**Tarefas propostas**
1 – Nas entradas, reescreva todas as linhas a partir da que contém “Give the outline of every instance of the word” até a que contém “[[[273,138],[273,148],[278,151],[278,140]]]”, ambas incluídas, inclusive as que não trazem coordenadas. Reescale as coordenadas dos contornos nas respostas multiplicando-as por 1,35 e arredondando para inteiros (metades para cima), e entregue somente essas linhas.
2 – Prossiga o texto sobre Konstantinos Kaváfis a partir do ponto em que ele termina.

═══ Trecho do texto

Konstantinos Kaváfis: “apenas por essas coisas me adivinharão”

Por Hector Iván González

Konstantinos Kaváfis. Foto: Arquivo Fundação Onassis.


 
Nos 160 anos do seu nascimento e 90 anos da sua morte, a figura do escritor Konstantinos Kaváfis (Alexandria, Egito, 1863-idem, 1933) vem ganhando relevância por uma obra que condensa individualidade, reflexão filosófica e o homoerotismo. Como Franz Kafka ou Fernando Pessoa, o alexandrino desenvolveu sua poesia quase anônimo e sem ser reconhecido em vida. Chegou a publicar em revistas como Nea Zoí e Grámmata, bem como em alguns zines. Seu primeiro livro apareceu quando ele já tinha mais de quarenta anos (1904) e consistia em apenas catorze poemas; a este sucedeu uma segunda edição à qual se acrescentaram mais sete peças, em 1910.1
 
Membro de uma família economicamente desfavorecida, o caçula de seis filhos ganhava o pão com um modesto cargo no Departamento de Águas do Ministério de Obras Públicas. Apesar de ter tido uma educação privilegiada — falava italiano, francês e inglês perfeitamente —, não alcançou um destino cosmopolita. Sempre manteve seu ideal estético elevado, mas seu trabalho não foi reconhecido em vida. Ele confessa isso de alguma maneira em “A satrapia”: “Mas que desgraça! Embora sejas feito/ para as belas e grandes obras, sempre/ esse injusto destino que é o teu/ te nega o estímulo e triunfo./ Estorvam-te esses vis costumes/ a mesquinhez e a indiferença.”*
 
Como Henry James ou André Gide, o século XIX o apresentou a um mundo em apoteose econômica logo interrompido pela intervenção britânica no Egito. Embora seja verdade que o século XX parecia promissor, a guerra imperialista de 1914 mudou tudo. Kaváfis contemplou o desaparecimento de um mundo que não voltaria mais, e em sua obra refletiu tal perda:
 
A imagem do meu corpo de jovem,
desde as nove horas quando acendi o candeeiro,
chegou e me encontrou, e me evocou
fechadas alcovas perfumadas
e o prazer já passado — que ousado prazer!

══════
═══ Dados do exercício

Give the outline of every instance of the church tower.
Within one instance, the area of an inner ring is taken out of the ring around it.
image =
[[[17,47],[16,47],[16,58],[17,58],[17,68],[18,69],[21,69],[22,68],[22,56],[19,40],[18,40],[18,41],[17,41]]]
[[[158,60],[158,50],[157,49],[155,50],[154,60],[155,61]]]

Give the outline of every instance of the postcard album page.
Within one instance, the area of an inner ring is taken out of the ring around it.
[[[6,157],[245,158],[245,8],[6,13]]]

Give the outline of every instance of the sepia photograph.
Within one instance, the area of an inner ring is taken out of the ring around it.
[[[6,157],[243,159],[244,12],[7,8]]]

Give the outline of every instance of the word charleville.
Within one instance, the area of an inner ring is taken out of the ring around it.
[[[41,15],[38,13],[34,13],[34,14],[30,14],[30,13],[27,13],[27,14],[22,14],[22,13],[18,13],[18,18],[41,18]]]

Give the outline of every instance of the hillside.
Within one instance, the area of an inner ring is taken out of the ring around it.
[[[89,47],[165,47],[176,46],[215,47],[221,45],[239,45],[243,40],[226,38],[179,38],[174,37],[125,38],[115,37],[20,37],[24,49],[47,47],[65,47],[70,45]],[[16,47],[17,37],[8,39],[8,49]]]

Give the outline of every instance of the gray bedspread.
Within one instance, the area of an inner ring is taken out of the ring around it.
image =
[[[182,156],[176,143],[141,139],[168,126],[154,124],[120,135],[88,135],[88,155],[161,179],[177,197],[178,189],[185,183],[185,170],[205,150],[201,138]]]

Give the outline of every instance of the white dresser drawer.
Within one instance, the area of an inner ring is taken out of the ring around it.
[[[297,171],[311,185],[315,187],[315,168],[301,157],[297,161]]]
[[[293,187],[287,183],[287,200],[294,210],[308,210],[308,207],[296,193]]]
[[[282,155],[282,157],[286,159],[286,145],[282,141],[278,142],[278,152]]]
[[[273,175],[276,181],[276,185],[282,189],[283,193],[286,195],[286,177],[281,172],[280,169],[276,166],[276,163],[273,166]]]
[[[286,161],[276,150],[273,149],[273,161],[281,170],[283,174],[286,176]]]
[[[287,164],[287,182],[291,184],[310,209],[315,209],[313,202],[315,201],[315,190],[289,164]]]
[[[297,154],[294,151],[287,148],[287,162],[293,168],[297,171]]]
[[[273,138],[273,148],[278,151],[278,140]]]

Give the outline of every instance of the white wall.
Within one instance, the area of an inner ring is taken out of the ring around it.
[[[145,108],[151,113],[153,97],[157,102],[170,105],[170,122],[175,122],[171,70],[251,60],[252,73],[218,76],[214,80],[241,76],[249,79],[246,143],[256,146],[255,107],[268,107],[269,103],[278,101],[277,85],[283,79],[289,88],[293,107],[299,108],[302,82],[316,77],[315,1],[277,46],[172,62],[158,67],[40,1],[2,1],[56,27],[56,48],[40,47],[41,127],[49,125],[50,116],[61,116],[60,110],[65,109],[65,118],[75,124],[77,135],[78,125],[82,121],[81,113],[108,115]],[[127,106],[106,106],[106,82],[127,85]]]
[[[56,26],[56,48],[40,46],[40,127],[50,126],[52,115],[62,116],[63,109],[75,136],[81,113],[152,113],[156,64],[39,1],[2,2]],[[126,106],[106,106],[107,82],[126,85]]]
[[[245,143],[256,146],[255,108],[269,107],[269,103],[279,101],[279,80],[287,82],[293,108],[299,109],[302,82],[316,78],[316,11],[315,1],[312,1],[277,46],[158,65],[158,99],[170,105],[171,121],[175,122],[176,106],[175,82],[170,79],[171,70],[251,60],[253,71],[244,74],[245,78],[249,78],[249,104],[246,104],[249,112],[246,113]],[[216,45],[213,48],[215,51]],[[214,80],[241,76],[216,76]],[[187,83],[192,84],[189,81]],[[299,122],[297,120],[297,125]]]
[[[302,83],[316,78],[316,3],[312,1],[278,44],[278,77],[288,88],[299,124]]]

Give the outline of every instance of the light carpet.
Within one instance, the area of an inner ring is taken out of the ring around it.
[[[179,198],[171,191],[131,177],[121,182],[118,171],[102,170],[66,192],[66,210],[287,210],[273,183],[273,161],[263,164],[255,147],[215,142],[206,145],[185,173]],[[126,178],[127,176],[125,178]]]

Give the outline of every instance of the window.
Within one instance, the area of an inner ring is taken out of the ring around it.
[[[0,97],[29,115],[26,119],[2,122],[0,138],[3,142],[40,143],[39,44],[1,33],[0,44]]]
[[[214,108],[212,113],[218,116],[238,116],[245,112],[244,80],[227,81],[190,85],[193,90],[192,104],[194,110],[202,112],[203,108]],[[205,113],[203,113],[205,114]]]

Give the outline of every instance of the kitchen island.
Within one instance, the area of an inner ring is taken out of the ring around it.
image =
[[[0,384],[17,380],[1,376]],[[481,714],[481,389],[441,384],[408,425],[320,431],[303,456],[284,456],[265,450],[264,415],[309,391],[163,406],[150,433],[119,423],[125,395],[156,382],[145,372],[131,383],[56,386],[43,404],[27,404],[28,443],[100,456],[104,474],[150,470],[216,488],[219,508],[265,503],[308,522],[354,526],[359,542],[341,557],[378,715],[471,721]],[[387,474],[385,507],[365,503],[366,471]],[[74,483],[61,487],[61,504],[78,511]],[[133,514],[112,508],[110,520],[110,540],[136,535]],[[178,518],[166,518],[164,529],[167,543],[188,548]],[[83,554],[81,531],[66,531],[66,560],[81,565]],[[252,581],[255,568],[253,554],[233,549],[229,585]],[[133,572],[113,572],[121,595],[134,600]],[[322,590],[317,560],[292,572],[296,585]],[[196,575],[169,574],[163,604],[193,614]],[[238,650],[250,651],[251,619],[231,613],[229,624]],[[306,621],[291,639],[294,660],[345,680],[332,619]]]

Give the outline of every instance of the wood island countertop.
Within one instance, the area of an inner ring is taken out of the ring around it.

══════

**Respostas em ordem**
1 –
Give the outline of every instance of the word charleville.
Within one instance, the area of an inner ring is taken out of the ring around it.
[[[55,20],[51,18],[46,18],[46,19],[41,19],[41,18],[36,18],[36,19],[30,19],[30,18],[24,18],[24,24],[55,24]]]

Give the outline of every instance of the hillside.
Within one instance, the area of an inner ring is taken out of the ring around it.
[[[120,63],[223,63],[238,62],[290,63],[298,61],[323,61],[328,54],[305,51],[242,51],[235,50],[169,51],[155,50],[27,50],[32,66],[63,63],[88,63],[95,61]],[[22,63],[23,50],[11,53],[11,66]]]

Give the outline of every instance of the gray bedspread.
Within one instance, the area of an inner ring is taken out of the ring around it.
image =
[[[246,211],[238,193],[190,188],[227,170],[208,167],[162,182],[119,182],[119,209],[217,242],[239,266],[240,255],[250,247],[250,230],[277,203],[271,186]]]

Give the outline of every instance of the white dresser drawer.
Within one instance, the area of an inner ring is taken out of the ring around it.
[[[401,231],[420,250],[425,252],[425,227],[406,212],[401,217]]]
[[[396,252],[387,247],[387,270],[397,284],[416,284],[416,279],[400,261]]]
[[[381,209],[381,212],[386,215],[386,196],[381,190],[375,192],[375,205]]]
[[[369,236],[373,244],[373,250],[381,255],[382,261],[386,263],[386,239],[379,232],[378,228],[373,224],[373,220],[369,224]]]
[[[386,217],[373,203],[369,201],[369,217],[379,230],[382,235],[386,238]]]
[[[387,221],[387,246],[393,248],[419,282],[425,282],[423,273],[425,271],[425,257],[390,221]]]
[[[401,208],[397,204],[387,200],[387,219],[396,227],[401,231]]]
[[[369,186],[369,200],[375,204],[375,189]]]

2 –
E diante dos olhos me pôs também
ruas que agora já não reconheço,
centros de diversão que agora estão fechados
e teatros e cafés que já se foram.
 
— escreveu no seu poema “Desde as nove”, no qual conclui: “Doze e meia. Como passou o tempo./ Doze e meia. Como passaram os anos.”
 
Cuidadosamente elaborada, a obra de Konstantinos Kaváfis divide-se em várias temáticas: história, mitologia grega, reflexão filosófica e sensualidade homoerótica. Em alguns de seus poemas está presente a angústia do homem moderno diante das imposições da nova era. É notória a semelhança com o lisboeta Fernando Pessoa, assente na imobilidade, na solidão e no fechamento, segundo o seu heterônimo, Alberto Caeiro: “Não tenho ambições nem desejo./ Ser poeta não é uma ambição minha./ É a minha maneira de estar sozinho.”
 
O idealismo alimenta esses poetas e a falta de comunicação parece ser o denominador comum. Poemas como “Muros” (em que Kaváfis afirma: “E sem saber fiquei fechado, sem vista e sem portal.”) ou “A cidade”, enfatizam a desolação e a angústia decorrentes da solidão:
 
 Novo lugar não vais achar, nem achar novos mares.
A cidade vai-te seguir. Ruas vais percorrer,
serão as mesmas, e nos mesmos bairros hás-de viver,
nas mesmas casas ficará de neve o teu cabelo.
Hás-de ir ter sempre ao mesmo sítio, sem qualquer apelo.
Para outro lugar não há navio ou caminho
e estragares a vida tu neste cantinho
é pois igual a nesse largo mundo a dissipares.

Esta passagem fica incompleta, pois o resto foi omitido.